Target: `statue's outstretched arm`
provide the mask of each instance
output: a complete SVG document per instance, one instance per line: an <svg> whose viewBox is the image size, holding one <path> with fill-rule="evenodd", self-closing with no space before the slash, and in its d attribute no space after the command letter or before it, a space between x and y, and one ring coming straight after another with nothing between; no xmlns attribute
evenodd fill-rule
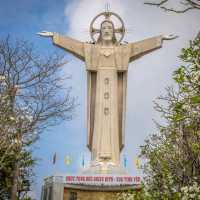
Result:
<svg viewBox="0 0 200 200"><path fill-rule="evenodd" d="M130 59L134 60L138 56L147 54L155 49L162 47L163 40L172 40L177 38L176 35L159 35L156 37L148 38L139 42L131 43Z"/></svg>
<svg viewBox="0 0 200 200"><path fill-rule="evenodd" d="M43 37L51 37L53 43L56 46L63 48L64 50L72 53L74 56L78 57L81 60L84 60L84 43L78 40L72 39L67 36L62 36L58 33L42 31L37 33Z"/></svg>

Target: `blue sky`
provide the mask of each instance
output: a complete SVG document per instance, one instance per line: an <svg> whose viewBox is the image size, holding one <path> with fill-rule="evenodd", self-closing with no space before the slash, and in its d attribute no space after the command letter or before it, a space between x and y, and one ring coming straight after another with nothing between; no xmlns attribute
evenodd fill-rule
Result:
<svg viewBox="0 0 200 200"><path fill-rule="evenodd" d="M165 41L163 48L135 61L129 66L126 114L126 146L122 155L128 159L128 170L140 174L133 160L139 146L148 134L155 131L152 119L161 121L153 109L153 100L172 85L171 74L180 65L177 56L189 39L199 31L200 12L191 11L184 15L165 13L154 7L143 5L138 0L0 0L0 37L10 34L12 38L23 38L32 42L39 54L61 51L50 39L38 37L35 33L48 30L67 34L82 41L89 41L89 23L103 11L106 3L125 21L129 34L126 41L137 41L159 34L177 34L174 41ZM172 1L172 6L176 6ZM79 106L75 118L70 122L51 128L41 135L35 145L34 155L39 158L35 167L33 194L39 199L42 180L53 173L75 173L81 167L81 158L89 162L86 148L86 72L84 63L66 54L69 63L65 73L72 75L66 84L72 86L72 95ZM57 152L57 162L52 164ZM64 156L72 158L72 164L64 164Z"/></svg>

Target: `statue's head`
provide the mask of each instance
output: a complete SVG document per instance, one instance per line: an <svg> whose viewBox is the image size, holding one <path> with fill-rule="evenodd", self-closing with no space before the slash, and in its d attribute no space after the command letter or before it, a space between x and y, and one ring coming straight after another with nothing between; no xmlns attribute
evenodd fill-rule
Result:
<svg viewBox="0 0 200 200"><path fill-rule="evenodd" d="M115 37L115 32L114 32L114 25L112 21L110 20L105 20L101 23L101 28L100 28L100 36L98 39L98 42L105 41L109 42L112 41L113 43L116 43L116 37Z"/></svg>
<svg viewBox="0 0 200 200"><path fill-rule="evenodd" d="M117 42L115 32L114 32L114 24L110 20L105 20L101 23L100 35L98 38L98 43L101 42L112 42L115 44Z"/></svg>

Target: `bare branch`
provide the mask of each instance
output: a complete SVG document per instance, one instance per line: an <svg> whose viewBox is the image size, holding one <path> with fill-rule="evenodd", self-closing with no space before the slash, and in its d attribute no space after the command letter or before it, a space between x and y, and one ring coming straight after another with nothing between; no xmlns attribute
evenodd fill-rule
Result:
<svg viewBox="0 0 200 200"><path fill-rule="evenodd" d="M144 4L146 5L150 5L150 6L157 6L161 9L163 9L164 11L167 12L175 12L175 13L185 13L189 10L200 10L200 1L199 0L184 0L183 2L180 1L180 4L184 5L185 8L183 9L176 9L176 8L169 8L167 7L167 3L169 2L169 0L163 0L163 1L159 1L159 2L145 2Z"/></svg>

* * * * *

Transcribe all of the lines above word for word, leaving out the picture.

• _Correct result_
Target: `statue's outstretched arm`
provide the mask of each instance
output: a complete SVG document per instance, one instance per line: an <svg> whose viewBox is the image size, holding one <path> with fill-rule="evenodd", self-closing with no space before the slash, and in its d attribute no space after the command letter or before it, a space between x and y, and one ring coming straight after another with nothing between; no xmlns attribute
evenodd fill-rule
Result:
<svg viewBox="0 0 200 200"><path fill-rule="evenodd" d="M130 59L134 60L138 56L147 54L155 49L162 47L163 40L172 40L177 38L176 35L159 35L156 37L148 38L139 42L131 43Z"/></svg>
<svg viewBox="0 0 200 200"><path fill-rule="evenodd" d="M43 37L51 37L53 43L56 46L63 48L64 50L72 53L74 56L78 57L81 60L84 60L84 43L78 40L72 39L67 36L62 36L58 33L42 31L37 33Z"/></svg>

Target: `blue sky`
provide the mask of each instance
output: a complete SVG document per instance, one instance per line: an <svg> whose viewBox is the image size, holding one <path> with fill-rule="evenodd", self-closing with no space before the slash, and in its d attribute no space after the command letter or before it, a space between x and y, and one ring coming straight after another with nothing between; no xmlns attribute
evenodd fill-rule
Result:
<svg viewBox="0 0 200 200"><path fill-rule="evenodd" d="M165 41L163 48L135 61L129 66L126 114L126 146L122 155L128 159L128 170L140 174L133 160L139 146L148 134L155 131L152 119L161 121L153 109L153 100L172 85L171 74L180 65L177 56L189 39L199 31L200 12L191 11L184 15L165 13L154 7L143 5L138 0L0 0L0 37L10 34L12 38L23 38L32 42L39 54L61 51L50 39L38 37L35 33L48 30L67 34L82 41L89 41L89 23L103 11L106 3L125 21L129 34L126 41L137 41L159 34L177 34L174 41ZM172 1L172 6L176 6ZM79 106L75 118L70 122L51 128L41 135L35 145L34 155L39 158L35 167L33 194L39 199L42 180L53 173L75 173L81 167L81 158L89 162L86 148L86 72L84 63L66 54L69 63L65 73L72 75L66 84L72 86L72 95ZM57 152L57 162L52 164ZM64 156L72 158L72 164L64 164Z"/></svg>

Target: `statue's head`
provide the mask of each instance
output: a complete SVG document per instance, one instance per line: an <svg> whose viewBox is the image size, holding one <path> with fill-rule="evenodd", self-closing with no space before the slash, and in its d attribute no space after the command letter or before it, a space between x and y, and one ring coming straight after another with nothing between; no xmlns attribute
evenodd fill-rule
Result:
<svg viewBox="0 0 200 200"><path fill-rule="evenodd" d="M115 37L115 32L114 32L114 25L112 21L110 20L105 20L101 23L101 28L100 28L100 36L98 39L98 42L105 41L109 42L112 41L113 43L116 43L116 37Z"/></svg>
<svg viewBox="0 0 200 200"><path fill-rule="evenodd" d="M117 42L115 32L114 32L114 24L110 20L105 20L101 23L100 35L98 38L98 43L101 42L112 42L115 44Z"/></svg>

Target: `bare branch`
provide the mask of each instance
output: a complete SVG document per instance, one instance per line: an <svg> whose viewBox is the image size, holding one <path> with fill-rule="evenodd", self-closing with no space before the slash, and in its d attribute no space after the command letter or before it, a space between x and y, and one ring coming straight after another with nothing between; no xmlns attribute
evenodd fill-rule
Result:
<svg viewBox="0 0 200 200"><path fill-rule="evenodd" d="M144 4L146 5L150 5L150 6L157 6L161 9L163 9L164 11L167 12L175 12L175 13L185 13L189 10L200 10L200 1L199 0L184 0L183 2L180 1L180 4L184 5L185 8L183 9L176 9L176 8L169 8L167 7L167 3L169 2L169 0L163 0L163 1L159 1L159 2L145 2Z"/></svg>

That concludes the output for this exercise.